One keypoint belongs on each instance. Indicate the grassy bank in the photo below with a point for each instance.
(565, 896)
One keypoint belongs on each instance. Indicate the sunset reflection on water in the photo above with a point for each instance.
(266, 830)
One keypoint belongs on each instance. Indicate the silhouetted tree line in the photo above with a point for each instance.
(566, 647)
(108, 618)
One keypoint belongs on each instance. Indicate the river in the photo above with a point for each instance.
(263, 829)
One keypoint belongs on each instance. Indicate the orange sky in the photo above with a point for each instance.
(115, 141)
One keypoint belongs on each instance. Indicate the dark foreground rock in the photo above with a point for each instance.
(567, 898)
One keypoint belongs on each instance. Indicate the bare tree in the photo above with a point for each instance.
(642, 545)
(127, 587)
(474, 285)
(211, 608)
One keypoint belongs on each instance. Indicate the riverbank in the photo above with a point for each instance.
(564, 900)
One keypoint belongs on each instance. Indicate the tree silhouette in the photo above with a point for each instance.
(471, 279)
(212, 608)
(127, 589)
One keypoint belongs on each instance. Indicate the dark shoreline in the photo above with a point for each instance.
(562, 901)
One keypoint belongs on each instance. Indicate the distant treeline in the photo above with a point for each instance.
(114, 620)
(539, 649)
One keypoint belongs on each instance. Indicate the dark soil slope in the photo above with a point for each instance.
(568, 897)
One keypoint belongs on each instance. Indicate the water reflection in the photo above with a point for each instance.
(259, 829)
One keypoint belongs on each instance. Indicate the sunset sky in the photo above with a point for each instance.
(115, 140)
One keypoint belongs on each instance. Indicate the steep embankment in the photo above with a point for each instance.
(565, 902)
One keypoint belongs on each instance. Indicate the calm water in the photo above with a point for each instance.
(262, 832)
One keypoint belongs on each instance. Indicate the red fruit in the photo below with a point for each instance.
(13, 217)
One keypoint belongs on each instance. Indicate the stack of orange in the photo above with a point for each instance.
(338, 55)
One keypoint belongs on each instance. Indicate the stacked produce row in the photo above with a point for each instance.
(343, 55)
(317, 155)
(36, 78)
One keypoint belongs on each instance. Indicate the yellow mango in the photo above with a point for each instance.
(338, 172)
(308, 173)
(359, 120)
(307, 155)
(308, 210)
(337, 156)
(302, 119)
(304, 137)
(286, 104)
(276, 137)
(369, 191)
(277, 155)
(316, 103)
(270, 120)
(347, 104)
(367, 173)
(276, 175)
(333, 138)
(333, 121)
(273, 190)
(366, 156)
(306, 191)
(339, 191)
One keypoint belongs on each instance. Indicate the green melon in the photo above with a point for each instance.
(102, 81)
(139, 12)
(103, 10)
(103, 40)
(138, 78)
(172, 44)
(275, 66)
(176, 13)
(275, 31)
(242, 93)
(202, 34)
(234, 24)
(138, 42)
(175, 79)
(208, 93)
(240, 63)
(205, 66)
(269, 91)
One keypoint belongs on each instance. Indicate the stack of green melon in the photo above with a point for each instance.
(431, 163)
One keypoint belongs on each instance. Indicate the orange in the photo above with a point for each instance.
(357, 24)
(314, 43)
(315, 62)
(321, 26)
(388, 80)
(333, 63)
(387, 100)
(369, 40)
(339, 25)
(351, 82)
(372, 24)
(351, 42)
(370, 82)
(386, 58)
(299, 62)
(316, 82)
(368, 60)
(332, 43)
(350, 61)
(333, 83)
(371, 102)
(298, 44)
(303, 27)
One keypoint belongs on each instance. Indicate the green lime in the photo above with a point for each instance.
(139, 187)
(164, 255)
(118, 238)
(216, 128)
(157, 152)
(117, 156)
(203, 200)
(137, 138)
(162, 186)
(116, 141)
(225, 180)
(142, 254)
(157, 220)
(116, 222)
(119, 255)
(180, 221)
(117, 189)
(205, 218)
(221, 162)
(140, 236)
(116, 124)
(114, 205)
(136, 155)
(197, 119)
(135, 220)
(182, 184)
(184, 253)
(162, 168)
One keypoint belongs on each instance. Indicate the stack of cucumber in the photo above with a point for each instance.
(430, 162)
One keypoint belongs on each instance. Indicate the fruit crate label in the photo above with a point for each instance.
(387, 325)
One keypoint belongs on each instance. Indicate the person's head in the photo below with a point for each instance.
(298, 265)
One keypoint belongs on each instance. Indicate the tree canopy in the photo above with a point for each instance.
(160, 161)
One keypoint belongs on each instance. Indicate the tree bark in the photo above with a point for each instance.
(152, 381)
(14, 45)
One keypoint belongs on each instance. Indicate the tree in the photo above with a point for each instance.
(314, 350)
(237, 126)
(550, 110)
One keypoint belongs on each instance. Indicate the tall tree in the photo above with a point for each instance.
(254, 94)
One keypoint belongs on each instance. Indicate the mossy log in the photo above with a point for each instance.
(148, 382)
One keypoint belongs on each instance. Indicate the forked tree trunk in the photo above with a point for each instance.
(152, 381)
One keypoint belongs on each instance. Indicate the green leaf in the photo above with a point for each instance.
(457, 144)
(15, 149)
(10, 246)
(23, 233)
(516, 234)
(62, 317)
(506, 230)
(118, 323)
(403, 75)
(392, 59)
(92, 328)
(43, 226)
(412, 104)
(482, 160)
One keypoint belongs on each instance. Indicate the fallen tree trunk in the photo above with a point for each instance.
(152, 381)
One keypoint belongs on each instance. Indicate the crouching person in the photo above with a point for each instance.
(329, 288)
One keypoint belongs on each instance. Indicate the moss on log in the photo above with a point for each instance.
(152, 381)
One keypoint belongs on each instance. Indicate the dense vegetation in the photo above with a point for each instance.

:: Task instructions ::
Can you quote exactly the lines from the one containing "One keypoint belongs on each instance. Indicate the fallen" through the last line of the records above, and nothing else?

:: Solution to the exercise ::
One keypoint belongs on each instance. Indicate the fallen tree trunk in the photo above with a point for each instance.
(152, 381)
One keypoint belongs on each instance. Indicate the crouching person in the photo above with a point for each instance.
(329, 288)
One keypoint belongs on each instance. Indicate the moss on log in the photo above with a point for each instance.
(152, 381)
One keypoint belongs on each instance. Indicate the dense vegetation in the photo above with a point for each instance.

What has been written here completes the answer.